To do
Produce a verbatim transcription of the records below, beginning at the line containing "Practice. Pick out the girl" and ending at the final line; include only those lines.

Provided records
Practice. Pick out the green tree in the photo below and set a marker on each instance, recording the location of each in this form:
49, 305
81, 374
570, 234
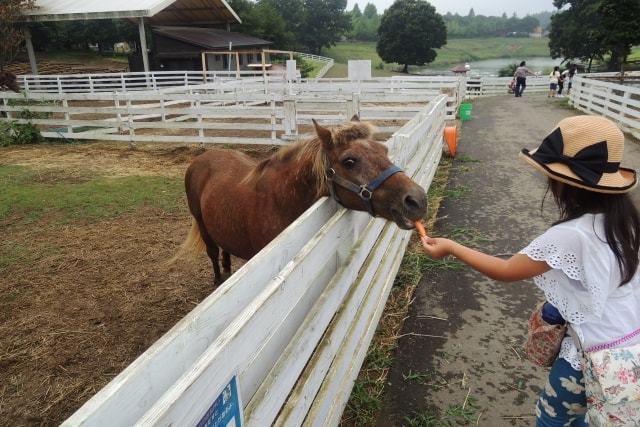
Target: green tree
409, 33
370, 11
11, 31
621, 29
574, 33
590, 29
325, 23
263, 20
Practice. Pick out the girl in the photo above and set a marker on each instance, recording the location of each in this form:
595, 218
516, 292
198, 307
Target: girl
586, 263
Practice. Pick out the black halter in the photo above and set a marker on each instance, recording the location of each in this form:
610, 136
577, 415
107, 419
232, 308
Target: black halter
364, 191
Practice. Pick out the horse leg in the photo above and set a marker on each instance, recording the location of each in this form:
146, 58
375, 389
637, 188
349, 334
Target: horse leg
226, 263
213, 252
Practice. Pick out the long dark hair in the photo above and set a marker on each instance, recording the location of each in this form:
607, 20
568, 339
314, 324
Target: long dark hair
621, 221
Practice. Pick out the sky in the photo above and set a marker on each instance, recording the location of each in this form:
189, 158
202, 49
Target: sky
481, 7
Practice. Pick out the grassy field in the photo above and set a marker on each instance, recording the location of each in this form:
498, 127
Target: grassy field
456, 51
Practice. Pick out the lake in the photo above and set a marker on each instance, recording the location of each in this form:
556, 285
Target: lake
490, 67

Full output
Practice. Pick out the girl in the photo above and set a marker on each instance, recording the location of each in this form:
595, 218
516, 292
198, 307
Target: girl
586, 263
Practice. Pick out the black halter in the photo above and set a marker on each instance, recording the location of each in this form:
610, 136
577, 415
107, 419
232, 308
Target: black halter
364, 191
Practice. Pick out the horse leg in the photo above and set a marker on each instance, recording the location of each in this form:
146, 58
375, 389
637, 188
349, 334
Target: horse leg
226, 263
213, 252
Practice. Pick out the long dark hair in the photo above and set a marker on each instance, recording the location of each in this form:
607, 20
568, 339
314, 324
Target: long dark hair
621, 221
Practice. Pick out the sky in the photo above and set a marker on each instance, recording the location of each in this form:
189, 158
202, 49
Target: sky
481, 7
Practice. Pick out the grassy field in the photo above and set a marker on each instance, recording the location of each in this form:
498, 127
Target: grassy field
456, 51
Practice. Pick out the lake in the photo above and set a marker on each instance, recording the location of each in this form:
556, 285
Target: lake
490, 67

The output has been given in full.